Assignment =>
Give back all of the data, word for word.

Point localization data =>
□ □ □ □

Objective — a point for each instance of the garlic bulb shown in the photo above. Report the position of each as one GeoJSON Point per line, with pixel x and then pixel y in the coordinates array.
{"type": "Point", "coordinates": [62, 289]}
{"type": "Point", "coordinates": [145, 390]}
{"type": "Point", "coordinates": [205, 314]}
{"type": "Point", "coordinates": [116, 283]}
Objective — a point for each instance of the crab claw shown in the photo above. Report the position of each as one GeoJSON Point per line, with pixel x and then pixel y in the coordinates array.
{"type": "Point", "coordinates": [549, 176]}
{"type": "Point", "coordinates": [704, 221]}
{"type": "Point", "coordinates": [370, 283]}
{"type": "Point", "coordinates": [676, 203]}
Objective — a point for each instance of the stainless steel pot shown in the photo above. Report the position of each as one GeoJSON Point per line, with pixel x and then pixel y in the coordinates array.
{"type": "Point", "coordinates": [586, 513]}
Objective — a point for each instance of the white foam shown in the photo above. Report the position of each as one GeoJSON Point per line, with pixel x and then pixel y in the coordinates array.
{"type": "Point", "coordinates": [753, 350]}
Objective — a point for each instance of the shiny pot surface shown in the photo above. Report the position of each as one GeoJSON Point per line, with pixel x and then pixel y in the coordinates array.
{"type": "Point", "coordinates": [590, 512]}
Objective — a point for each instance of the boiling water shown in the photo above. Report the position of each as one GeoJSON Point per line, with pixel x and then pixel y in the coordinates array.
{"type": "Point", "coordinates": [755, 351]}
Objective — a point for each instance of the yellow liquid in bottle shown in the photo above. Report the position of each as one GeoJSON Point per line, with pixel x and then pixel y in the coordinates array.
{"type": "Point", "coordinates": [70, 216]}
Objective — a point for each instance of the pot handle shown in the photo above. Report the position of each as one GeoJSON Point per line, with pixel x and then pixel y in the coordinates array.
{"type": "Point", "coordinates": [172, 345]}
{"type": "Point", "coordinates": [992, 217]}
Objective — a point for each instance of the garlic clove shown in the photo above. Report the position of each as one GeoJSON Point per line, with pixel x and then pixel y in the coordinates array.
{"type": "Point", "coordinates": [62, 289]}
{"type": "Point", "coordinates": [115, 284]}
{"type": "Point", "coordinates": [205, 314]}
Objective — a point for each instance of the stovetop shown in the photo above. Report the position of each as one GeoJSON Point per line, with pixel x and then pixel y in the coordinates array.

□ □ □ □

The completed task =>
Objective — a point for each instance of the garlic bulb shown in the photo above. Report the position of each as one GeoJSON Point per line, with pixel x and then pixel y in the coordinates array.
{"type": "Point", "coordinates": [62, 289]}
{"type": "Point", "coordinates": [145, 390]}
{"type": "Point", "coordinates": [205, 314]}
{"type": "Point", "coordinates": [116, 283]}
Objective — a point for each instance of the crab claw shown in the photo above. Report the position of each as one GeoJSON Point per line, with pixel x and then pixel y in the coordinates array.
{"type": "Point", "coordinates": [549, 176]}
{"type": "Point", "coordinates": [704, 221]}
{"type": "Point", "coordinates": [370, 283]}
{"type": "Point", "coordinates": [676, 203]}
Objective — a point for each instance of the stainless steel pot shown in the photo above. Report the position of each as one GeoJSON Point per line, with pixel x and then pixel y in the coordinates array.
{"type": "Point", "coordinates": [586, 513]}
Objective — a point for each instance of the white foam shown in the photo above. Report the position of each as one GeoJSON Point per line, with pixel x and then pixel y in the coordinates array.
{"type": "Point", "coordinates": [753, 350]}
Objective — a point for each instance of the shiny pot surface shown in the photo above. Report the position of each as one GeoJSON Point per line, with pixel x and then pixel y in the coordinates array.
{"type": "Point", "coordinates": [590, 512]}
Objective — a point for each instance of the boiling water shown in the photo above. Report the position of each as one GeoJSON Point per line, with pixel x and then pixel y in the coordinates array.
{"type": "Point", "coordinates": [755, 351]}
Objective — a point for each instance of the yellow liquid in bottle shown in the photo above. Report the position of each as one GeoJSON Point per line, with pixel x and then pixel y in the coordinates array.
{"type": "Point", "coordinates": [70, 216]}
Objective — a point for each instance of the pot handle shown in the photo above. Report the position of each as one GeoJSON Point per line, with pixel x and then pixel y in the coordinates array.
{"type": "Point", "coordinates": [172, 345]}
{"type": "Point", "coordinates": [992, 217]}
Objective — a point for each instance of the garlic clove shown in the photo above. Report the position of each as one GeoJSON Point per line, with pixel x and then pixel y in the coordinates array.
{"type": "Point", "coordinates": [62, 289]}
{"type": "Point", "coordinates": [115, 284]}
{"type": "Point", "coordinates": [205, 314]}
Objective — a point for each instance of the stovetop shown in the photo above. Report the position of each as one GeoJSON Point per line, with pixel x and then pixel y in the coordinates array.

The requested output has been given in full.